--- DATA SHOWN Enclosed Below ---

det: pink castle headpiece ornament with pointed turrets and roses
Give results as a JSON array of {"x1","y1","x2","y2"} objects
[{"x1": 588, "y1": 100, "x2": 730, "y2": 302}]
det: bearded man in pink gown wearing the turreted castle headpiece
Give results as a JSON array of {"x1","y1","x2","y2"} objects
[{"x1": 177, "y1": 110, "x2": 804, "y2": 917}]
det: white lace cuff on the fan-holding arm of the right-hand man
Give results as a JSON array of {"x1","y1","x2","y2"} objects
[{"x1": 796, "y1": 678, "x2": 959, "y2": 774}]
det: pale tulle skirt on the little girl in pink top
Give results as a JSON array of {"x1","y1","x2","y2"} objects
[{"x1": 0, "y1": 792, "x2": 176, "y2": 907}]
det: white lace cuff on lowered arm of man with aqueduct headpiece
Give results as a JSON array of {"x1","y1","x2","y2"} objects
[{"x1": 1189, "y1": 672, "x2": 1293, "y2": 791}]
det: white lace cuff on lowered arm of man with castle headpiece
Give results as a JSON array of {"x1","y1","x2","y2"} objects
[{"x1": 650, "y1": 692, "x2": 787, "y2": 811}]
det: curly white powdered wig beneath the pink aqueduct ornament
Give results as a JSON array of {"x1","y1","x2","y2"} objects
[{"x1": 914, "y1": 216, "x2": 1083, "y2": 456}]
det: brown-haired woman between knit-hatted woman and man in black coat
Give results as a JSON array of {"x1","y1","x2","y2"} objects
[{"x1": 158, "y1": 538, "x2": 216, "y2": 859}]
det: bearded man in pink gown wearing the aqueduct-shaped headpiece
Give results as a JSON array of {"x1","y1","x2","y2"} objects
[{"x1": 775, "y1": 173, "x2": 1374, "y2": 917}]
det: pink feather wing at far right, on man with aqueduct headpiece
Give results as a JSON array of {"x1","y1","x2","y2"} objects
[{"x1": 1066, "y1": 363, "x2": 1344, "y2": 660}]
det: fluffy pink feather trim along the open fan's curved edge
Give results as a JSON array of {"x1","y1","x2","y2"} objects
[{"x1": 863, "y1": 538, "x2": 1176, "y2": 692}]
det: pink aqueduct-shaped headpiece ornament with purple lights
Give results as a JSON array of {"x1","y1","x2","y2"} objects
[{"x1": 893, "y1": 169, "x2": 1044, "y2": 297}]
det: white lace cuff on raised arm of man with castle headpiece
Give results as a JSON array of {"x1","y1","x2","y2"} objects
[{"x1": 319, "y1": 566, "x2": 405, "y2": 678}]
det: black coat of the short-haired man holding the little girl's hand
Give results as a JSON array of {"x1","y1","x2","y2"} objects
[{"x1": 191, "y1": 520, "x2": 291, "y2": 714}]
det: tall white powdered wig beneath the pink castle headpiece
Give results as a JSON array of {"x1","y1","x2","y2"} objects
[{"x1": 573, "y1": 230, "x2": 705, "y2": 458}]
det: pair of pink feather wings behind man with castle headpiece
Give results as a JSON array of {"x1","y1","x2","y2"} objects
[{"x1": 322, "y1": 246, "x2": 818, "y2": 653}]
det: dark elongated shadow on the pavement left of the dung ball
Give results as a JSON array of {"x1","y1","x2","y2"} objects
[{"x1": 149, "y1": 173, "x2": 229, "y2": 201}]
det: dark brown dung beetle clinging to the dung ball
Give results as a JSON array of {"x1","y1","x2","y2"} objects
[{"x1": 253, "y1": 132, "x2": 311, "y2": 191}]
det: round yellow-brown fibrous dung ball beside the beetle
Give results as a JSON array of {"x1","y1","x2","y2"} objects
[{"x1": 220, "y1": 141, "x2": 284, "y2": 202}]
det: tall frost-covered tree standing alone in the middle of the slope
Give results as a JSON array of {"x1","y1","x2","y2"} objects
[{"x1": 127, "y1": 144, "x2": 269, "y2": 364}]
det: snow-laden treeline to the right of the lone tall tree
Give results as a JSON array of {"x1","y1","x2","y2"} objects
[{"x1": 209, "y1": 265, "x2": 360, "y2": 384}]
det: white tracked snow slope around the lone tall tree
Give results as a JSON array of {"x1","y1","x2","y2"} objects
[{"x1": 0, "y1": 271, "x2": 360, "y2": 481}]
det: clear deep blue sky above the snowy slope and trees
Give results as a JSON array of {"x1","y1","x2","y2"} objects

--- End of Enclosed DATA SHOWN ---
--- DATA SHOWN Enclosed Below ---

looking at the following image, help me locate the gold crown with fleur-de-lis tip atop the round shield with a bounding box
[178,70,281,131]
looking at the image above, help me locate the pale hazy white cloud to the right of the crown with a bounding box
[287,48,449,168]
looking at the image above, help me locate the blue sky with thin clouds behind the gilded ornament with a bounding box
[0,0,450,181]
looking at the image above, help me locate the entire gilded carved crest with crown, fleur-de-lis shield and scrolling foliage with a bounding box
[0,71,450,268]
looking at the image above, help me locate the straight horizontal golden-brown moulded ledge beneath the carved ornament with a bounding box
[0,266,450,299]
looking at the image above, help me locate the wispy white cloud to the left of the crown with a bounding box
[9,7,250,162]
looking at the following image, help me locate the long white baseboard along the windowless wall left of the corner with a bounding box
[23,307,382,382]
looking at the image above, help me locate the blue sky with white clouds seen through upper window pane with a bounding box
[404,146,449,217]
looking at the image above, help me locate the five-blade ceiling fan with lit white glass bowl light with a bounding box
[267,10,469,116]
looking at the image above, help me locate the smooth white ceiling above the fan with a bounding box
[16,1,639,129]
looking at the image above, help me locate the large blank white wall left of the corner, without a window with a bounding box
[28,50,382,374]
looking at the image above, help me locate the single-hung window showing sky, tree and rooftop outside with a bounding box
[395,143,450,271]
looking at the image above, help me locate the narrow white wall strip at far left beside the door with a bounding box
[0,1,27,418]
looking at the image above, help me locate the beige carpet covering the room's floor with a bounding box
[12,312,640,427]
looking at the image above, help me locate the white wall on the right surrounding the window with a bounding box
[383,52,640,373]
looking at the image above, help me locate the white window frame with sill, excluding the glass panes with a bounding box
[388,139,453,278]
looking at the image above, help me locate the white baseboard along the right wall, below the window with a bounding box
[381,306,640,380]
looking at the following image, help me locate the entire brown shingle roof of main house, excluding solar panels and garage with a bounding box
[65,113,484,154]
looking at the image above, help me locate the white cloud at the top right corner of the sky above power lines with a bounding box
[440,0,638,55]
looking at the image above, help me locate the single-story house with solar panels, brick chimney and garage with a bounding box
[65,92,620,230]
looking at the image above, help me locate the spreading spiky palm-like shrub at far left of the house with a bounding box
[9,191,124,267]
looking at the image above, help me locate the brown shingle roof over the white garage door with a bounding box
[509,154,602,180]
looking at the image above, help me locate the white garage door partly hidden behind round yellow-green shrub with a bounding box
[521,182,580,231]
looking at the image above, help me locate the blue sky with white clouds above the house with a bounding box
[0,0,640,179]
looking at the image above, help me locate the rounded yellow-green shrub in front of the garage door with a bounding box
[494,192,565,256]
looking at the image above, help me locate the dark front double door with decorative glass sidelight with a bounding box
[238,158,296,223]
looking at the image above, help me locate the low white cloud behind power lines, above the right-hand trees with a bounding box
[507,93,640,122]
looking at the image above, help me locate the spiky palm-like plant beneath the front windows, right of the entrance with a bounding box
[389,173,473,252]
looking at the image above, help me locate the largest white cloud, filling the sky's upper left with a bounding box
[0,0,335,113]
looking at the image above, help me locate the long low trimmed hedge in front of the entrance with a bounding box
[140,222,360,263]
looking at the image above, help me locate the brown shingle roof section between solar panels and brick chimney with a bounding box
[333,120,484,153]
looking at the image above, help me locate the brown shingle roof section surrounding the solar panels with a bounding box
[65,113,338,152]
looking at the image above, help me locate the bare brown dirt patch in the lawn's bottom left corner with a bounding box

--- End of Enclosed DATA SHOWN ---

> ABOUT THIS EXERCISE
The word "tall" may occur in lines of the data above; say how many lines hold it, giving only the number.

> OUTPUT FOR THIS EXERCISE
4